- **Work to do**: Rewrite the material below with every "one point" changed to "a single point", keeping all other wording the same.

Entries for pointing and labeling
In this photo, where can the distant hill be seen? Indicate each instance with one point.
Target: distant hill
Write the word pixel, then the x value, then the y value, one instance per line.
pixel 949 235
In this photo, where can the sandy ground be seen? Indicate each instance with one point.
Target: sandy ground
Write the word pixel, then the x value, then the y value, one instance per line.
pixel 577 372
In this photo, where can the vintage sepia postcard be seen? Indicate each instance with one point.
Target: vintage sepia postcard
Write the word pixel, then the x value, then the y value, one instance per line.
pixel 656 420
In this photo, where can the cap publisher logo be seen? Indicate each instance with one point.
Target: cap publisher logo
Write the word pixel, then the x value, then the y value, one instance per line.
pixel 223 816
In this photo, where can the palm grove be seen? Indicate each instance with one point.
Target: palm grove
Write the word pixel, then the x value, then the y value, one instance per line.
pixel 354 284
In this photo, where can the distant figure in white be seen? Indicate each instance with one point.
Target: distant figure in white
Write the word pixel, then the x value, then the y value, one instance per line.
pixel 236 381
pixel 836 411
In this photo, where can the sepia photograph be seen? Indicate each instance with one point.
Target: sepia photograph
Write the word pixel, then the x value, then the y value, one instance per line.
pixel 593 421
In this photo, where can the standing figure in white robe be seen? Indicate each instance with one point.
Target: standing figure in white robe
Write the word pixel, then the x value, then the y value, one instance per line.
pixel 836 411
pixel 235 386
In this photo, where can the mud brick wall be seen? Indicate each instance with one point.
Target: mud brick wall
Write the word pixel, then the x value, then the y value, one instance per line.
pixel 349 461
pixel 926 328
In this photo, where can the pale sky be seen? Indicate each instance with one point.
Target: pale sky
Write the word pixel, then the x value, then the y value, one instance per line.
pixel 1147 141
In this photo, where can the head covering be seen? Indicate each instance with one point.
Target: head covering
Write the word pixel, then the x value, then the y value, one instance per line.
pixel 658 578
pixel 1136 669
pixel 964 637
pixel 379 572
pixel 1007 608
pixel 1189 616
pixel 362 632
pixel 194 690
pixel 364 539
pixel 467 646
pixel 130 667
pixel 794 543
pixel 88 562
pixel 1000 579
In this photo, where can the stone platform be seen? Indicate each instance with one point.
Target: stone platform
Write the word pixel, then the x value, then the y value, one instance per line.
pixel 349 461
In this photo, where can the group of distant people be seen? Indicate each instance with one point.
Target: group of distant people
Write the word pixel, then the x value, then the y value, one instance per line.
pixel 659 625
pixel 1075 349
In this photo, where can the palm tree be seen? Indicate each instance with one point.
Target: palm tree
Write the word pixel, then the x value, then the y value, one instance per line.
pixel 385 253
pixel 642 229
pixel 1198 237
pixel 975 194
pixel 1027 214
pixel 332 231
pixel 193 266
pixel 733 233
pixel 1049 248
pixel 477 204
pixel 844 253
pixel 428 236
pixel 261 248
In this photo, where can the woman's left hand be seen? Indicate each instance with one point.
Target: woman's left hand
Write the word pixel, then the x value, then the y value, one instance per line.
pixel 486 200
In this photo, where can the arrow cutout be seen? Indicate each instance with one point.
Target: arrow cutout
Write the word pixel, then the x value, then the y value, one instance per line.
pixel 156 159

- **Finished task**:
In this photo, where can the distant hill be seen? Indicate each instance with a single point.
Target: distant hill
Write the word pixel, then the x value, then the y value, one instance per line.
pixel 949 235
In this photo, where can the sandy ground be seen? Indicate each instance with a single point.
Target: sandy ground
Write the word pixel, then the x value, then the y value, one instance per line.
pixel 577 372
In this photo, where can the vintage sepia postcard be seen? Indicate each instance with a single point.
Target: vintage sepia postcard
Write the word pixel, then the x value, then the y value, one instance per line.
pixel 656 420
In this photo, where can the cap publisher logo be seen? Indicate each instance with a single point.
Target: cap publisher logo
Write the word pixel, then the x value, then the y value, one instance per line.
pixel 223 816
In this photo, where can the palm grove be seen? Indicate each instance with a single point.
Target: palm grove
Write the word pixel, then the x value, then the y value, one instance per line.
pixel 354 284
In this photo, where can the distant figure in white be seen? Indicate each instance with a single point.
Target: distant figure in white
Write the word pixel, then the x value, then the y value, one instance per line.
pixel 236 381
pixel 836 411
In this photo, where can the sepia photograph be seen? Indicate each instance with a single point.
Target: sepia photograph
Write the word pixel, then the x value, then the y value, one instance per line.
pixel 593 421
In this photo, where can the standing figure in white robe be seen? Indicate each instance with a single point.
Target: standing figure in white robe
Write the word pixel, then the x value, then the y value, one instance per line.
pixel 836 411
pixel 235 386
In this photo, where can the mud brick wall be seen? Indicate each instance with a single point.
Target: mud brick wall
Write the word pixel, then the x value, then the y value, one instance per line.
pixel 349 461
pixel 926 328
In this photo, where can the pale sky be seen? Indicate each instance with a single point.
Target: pale sky
Write the word pixel, then the x value, then the y value, one instance per line.
pixel 1147 141
In this photo, where can the head covering be seen? Indicate each instance with a single point.
Target: head covering
Write the word pixel, then the x value, then the y value, one instance per line.
pixel 658 578
pixel 1136 669
pixel 964 637
pixel 379 572
pixel 1007 608
pixel 1189 616
pixel 362 632
pixel 194 690
pixel 364 539
pixel 467 646
pixel 130 667
pixel 794 543
pixel 88 562
pixel 1000 579
In this photo, where can the stone platform be seen? Indicate each instance with a single point.
Target: stone platform
Write the word pixel, then the x value, then the y value, one instance per line.
pixel 349 461
In this photo, where can the group of distant people be seen? Indicate each instance with a single point.
Target: group of distant people
Write the word pixel, then the x value, then the y value, one instance per line.
pixel 659 625
pixel 1075 349
In this photo, where can the palm tree be seen? Indicate each instance with a single point.
Target: palm tree
Write the word pixel, then the x value, then the y value, one instance per line.
pixel 385 253
pixel 642 229
pixel 1198 237
pixel 975 194
pixel 1027 214
pixel 332 231
pixel 193 266
pixel 733 233
pixel 1049 248
pixel 477 204
pixel 844 253
pixel 428 236
pixel 261 248
In this photo, where can the woman's left hand be seen? Indicate each instance with a single point.
Target: woman's left hand
Write the word pixel, then the x value, then the y value, one instance per line.
pixel 486 200
In this photo, where can the arrow cutout be seen? Indicate each instance with a single point.
Target: arrow cutout
Write the word pixel, then the x value, then the y value, one instance per line.
pixel 156 159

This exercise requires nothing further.